(Records from a data collection)
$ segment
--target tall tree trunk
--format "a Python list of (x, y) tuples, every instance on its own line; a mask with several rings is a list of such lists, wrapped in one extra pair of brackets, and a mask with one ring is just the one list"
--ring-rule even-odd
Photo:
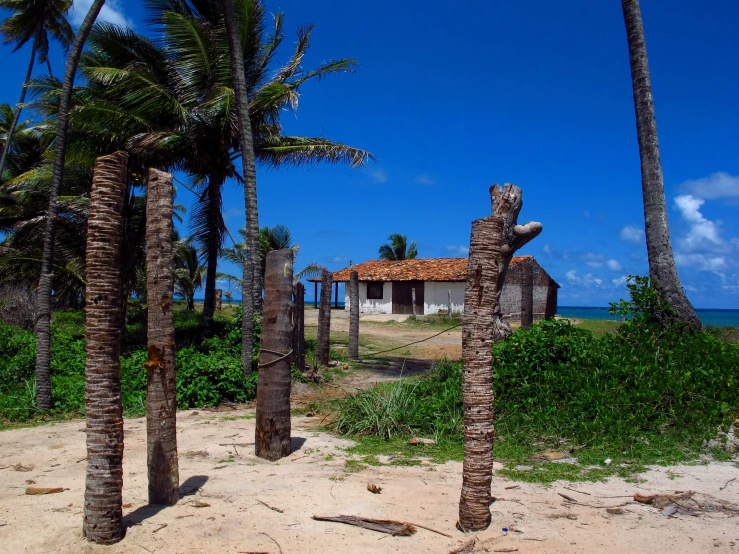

[The task]:
Can you reproduce every line of the records above word for word, leaving out the pictures?

[Reply to the exercise]:
$ segment
--target tall tree trunk
--format "a Python list of (x, y) tuples, every instance on its own line; a mask with several rings is a list of such lists, wrapped in one extra pair of brackets, and a mask with one ring is just the one list"
--ring-rule even-odd
Photo:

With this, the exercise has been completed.